> Aim of the exercise: Rewrite the material below as a numbered list, one line per item, and leave out any blank lines.

-- START Stored data --

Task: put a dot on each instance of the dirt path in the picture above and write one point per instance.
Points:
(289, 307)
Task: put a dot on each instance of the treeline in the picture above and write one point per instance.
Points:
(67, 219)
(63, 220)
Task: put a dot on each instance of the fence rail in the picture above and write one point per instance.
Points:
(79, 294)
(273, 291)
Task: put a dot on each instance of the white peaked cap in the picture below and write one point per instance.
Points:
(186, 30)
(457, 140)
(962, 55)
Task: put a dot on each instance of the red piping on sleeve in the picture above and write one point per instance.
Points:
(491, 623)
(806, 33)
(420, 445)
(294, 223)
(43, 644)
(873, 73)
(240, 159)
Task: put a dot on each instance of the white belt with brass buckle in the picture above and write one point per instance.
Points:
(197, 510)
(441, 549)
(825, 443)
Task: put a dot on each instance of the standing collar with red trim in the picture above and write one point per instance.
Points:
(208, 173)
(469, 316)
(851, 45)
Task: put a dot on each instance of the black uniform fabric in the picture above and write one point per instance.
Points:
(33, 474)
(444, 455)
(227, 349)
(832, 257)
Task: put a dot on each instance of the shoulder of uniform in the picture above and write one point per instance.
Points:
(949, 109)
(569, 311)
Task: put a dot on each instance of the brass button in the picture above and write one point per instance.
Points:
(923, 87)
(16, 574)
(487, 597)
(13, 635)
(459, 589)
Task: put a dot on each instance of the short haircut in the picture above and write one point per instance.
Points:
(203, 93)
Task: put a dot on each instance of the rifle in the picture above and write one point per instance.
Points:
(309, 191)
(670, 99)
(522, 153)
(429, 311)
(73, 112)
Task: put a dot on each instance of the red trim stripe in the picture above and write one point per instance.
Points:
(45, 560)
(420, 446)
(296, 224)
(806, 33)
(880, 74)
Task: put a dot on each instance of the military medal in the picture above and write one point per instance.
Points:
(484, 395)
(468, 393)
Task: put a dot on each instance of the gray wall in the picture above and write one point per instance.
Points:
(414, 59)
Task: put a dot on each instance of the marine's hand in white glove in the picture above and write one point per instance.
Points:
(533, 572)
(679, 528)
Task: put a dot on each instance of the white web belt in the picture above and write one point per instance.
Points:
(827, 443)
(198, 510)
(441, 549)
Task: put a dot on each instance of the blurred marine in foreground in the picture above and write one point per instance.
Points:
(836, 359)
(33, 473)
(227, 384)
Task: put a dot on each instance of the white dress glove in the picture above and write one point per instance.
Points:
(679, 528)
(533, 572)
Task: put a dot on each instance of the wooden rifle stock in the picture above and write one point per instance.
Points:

-- END Stored data --

> Expected output:
1. Task: put a dot on each instance of the dirt path in the picture above and write one point per instance.
2. Points:
3. (289, 307)
4. Task: put a dot on each instance of the treeline in the picture above and write one point per instance.
5. Points:
6. (67, 219)
7. (63, 220)
8. Task: put a dot on each instance of the fence rail in the picture above and write one point per instance.
9. Points:
10. (79, 294)
11. (273, 291)
12. Task: put a dot on each instance of the white peaked cap in the picture below and write one point per instance.
13. Points:
14. (186, 30)
15. (457, 140)
16. (962, 55)
17. Task: put a dot on each instance of the red piping on sleeve in the picture above and write one point per instance.
18. Points:
19. (491, 623)
20. (806, 33)
21. (420, 445)
22. (294, 223)
23. (43, 644)
24. (873, 73)
25. (240, 159)
26. Task: put a dot on each instance of the white belt with brass buckle in the picture above and write one point per instance.
27. Points:
28. (197, 510)
29. (441, 549)
30. (825, 443)
31. Task: put a dot on each instance of the standing collar with red trim in the picture above and write one point per instance.
32. Points:
33. (208, 173)
34. (469, 316)
35. (851, 45)
36. Task: put a dot on each instance of the black uniform fabric in the picture above and write one point per instance.
37. Points:
38. (33, 474)
39. (444, 455)
40. (227, 349)
41. (832, 257)
42. Task: put a dot on each instance of the shoulder of uniform in the picture above and write one point per instance.
43. Points:
44. (949, 109)
45. (569, 311)
46. Task: put a dot on each instance of the brass button in the picture above and write one point per instance.
47. Points:
48. (923, 87)
49. (16, 574)
50. (487, 597)
51. (13, 635)
52. (459, 589)
53. Task: put a dot on each instance of the short haircut in the picture above and write one point per instance.
54. Points:
55. (203, 93)
56. Task: put a dot on each instance of the rifle in the picture above and write one point per instance.
57. Points:
58. (309, 191)
59. (670, 99)
60. (522, 153)
61. (429, 311)
62. (73, 112)
63. Task: put a dot on each instance of the red trim stripe in the picture above and write one point per instance.
64. Points:
65. (45, 560)
66. (420, 446)
67. (296, 224)
68. (806, 33)
69. (880, 74)
70. Task: put a dot on each instance of the military medal in the picture above and write one point per instance.
71. Points:
72. (484, 395)
73. (468, 393)
74. Task: put a dot on each instance of the gray wall in the picture above and write one point per instance.
75. Points:
76. (414, 59)
77. Task: put a dot on each instance of the marine's hand in white glove in the picture above and write one point per instance.
78. Points:
79. (533, 572)
80. (679, 528)
81. Task: put a dot on each instance of the white web belt in the picture above and write one point per instance.
82. Points:
83. (827, 443)
84. (198, 510)
85. (441, 549)
86. Task: put a dot on each instance of the blurred marine in foreground in the picture above and write one point per instance.
87. Points:
88. (836, 359)
89. (33, 473)
90. (227, 384)
91. Task: put a dot on each instance of the white dress glove in the picture above and write one point per instance.
92. Points:
93. (679, 528)
94. (533, 572)
95. Task: put a dot on each instance of the wooden rifle stock in the picture above and write one point per instance.
96. Points:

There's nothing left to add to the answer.